## Position identification records
* START *
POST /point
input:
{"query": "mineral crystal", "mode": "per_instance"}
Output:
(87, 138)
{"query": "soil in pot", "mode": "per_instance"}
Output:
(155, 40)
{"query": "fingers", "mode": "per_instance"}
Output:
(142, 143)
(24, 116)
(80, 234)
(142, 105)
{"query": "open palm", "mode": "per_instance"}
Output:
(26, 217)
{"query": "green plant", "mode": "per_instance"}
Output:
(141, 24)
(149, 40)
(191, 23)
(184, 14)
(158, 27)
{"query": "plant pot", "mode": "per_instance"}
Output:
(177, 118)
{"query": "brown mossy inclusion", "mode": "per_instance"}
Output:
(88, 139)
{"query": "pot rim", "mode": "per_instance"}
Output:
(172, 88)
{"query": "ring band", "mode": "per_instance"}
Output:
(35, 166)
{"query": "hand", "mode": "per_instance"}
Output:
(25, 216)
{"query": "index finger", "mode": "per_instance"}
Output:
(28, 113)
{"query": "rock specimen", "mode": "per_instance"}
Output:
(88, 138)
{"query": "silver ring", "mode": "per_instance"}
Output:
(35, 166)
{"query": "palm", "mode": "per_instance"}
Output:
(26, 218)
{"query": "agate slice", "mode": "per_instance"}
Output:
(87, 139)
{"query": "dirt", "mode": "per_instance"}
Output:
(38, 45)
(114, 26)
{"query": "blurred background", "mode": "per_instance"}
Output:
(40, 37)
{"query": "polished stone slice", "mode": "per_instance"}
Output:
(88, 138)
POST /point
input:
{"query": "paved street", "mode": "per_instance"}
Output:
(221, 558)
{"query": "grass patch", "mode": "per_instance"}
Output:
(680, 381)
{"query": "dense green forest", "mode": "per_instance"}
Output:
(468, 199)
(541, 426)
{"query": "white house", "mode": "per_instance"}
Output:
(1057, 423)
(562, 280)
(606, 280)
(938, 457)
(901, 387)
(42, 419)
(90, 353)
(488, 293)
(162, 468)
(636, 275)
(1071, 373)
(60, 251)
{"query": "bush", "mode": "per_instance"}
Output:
* END *
## The request
Repeat the whole listing exactly, keeping every line intact.

## Full answer
POST /point
input:
{"query": "mineral crystal", "mode": "per_instance"}
Output:
(87, 138)
{"query": "soil in pot", "mode": "per_instance"}
Output:
(155, 40)
{"query": "fingers", "mode": "per_instance"}
Output:
(142, 143)
(24, 116)
(80, 234)
(142, 105)
{"query": "open palm", "mode": "per_instance"}
Output:
(26, 217)
{"query": "green plant", "mode": "per_instance"}
Output:
(141, 24)
(149, 40)
(191, 23)
(184, 14)
(158, 27)
{"query": "plant pot", "mode": "per_instance"}
Output:
(177, 118)
{"query": "brown mossy inclusion", "mode": "per_instance"}
Output:
(88, 139)
{"query": "pot rim", "mode": "per_instance"}
Output:
(172, 88)
{"query": "ring band", "mode": "per_instance"}
Output:
(35, 166)
{"query": "hand", "mode": "per_instance"}
Output:
(25, 216)
{"query": "index finger", "mode": "per_instance"}
Output:
(28, 113)
{"query": "rock specimen", "mode": "per_instance"}
Output:
(88, 138)
{"query": "silver ring", "mode": "per_instance"}
Output:
(35, 166)
{"query": "palm", "mode": "per_instance"}
Output:
(26, 218)
{"query": "agate slice", "mode": "per_instance"}
Output:
(87, 139)
{"query": "dirt", "mode": "per_instance"}
Output:
(38, 45)
(114, 26)
{"query": "blurred background", "mode": "per_instance"}
Output:
(40, 37)
{"query": "polished stone slice", "mode": "per_instance"}
Output:
(88, 138)
POST /point
input:
{"query": "paved street", "mode": "per_instance"}
Output:
(221, 558)
{"query": "grass patch", "mode": "per_instance"}
Output:
(680, 381)
{"query": "dense green forest", "mode": "per_instance"}
Output:
(468, 199)
(541, 426)
{"query": "white house", "mode": "per_instance"}
Output:
(1057, 423)
(562, 280)
(606, 280)
(938, 457)
(901, 387)
(42, 419)
(90, 353)
(488, 293)
(162, 468)
(636, 275)
(1071, 373)
(60, 251)
{"query": "bush", "mode": "per_instance"}
Output:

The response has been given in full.